(Beginning of GIVEN ENTRIES)

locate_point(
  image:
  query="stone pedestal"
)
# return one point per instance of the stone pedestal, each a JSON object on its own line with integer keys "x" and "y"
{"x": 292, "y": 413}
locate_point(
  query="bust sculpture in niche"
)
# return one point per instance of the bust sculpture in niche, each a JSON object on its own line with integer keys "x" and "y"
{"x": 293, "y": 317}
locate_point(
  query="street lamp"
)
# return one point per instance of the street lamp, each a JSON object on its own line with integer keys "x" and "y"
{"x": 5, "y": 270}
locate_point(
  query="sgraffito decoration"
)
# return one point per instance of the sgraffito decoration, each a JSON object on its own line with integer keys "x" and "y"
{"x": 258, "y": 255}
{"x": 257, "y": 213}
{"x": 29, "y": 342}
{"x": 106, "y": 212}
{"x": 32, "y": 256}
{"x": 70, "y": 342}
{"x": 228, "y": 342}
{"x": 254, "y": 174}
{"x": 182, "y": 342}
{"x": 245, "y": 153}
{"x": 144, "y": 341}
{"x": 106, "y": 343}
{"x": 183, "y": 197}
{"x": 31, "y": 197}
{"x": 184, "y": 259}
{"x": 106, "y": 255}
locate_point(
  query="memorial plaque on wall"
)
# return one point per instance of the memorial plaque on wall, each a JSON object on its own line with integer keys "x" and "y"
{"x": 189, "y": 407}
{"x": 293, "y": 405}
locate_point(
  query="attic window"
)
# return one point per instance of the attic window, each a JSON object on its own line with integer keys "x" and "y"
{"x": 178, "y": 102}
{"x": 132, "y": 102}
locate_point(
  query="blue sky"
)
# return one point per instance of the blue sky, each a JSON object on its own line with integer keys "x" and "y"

(End of GIVEN ENTRIES)

■ EXERCISE REQUIREMENTS:
Pull every line containing the word "query" out of the entries above.

■ REPLY TO THE EXERCISE:
  query="stone pedestal"
  query="bust sculpture in niche"
  query="street lamp"
  query="sgraffito decoration"
  query="memorial plaque on wall"
  query="attic window"
  query="blue sky"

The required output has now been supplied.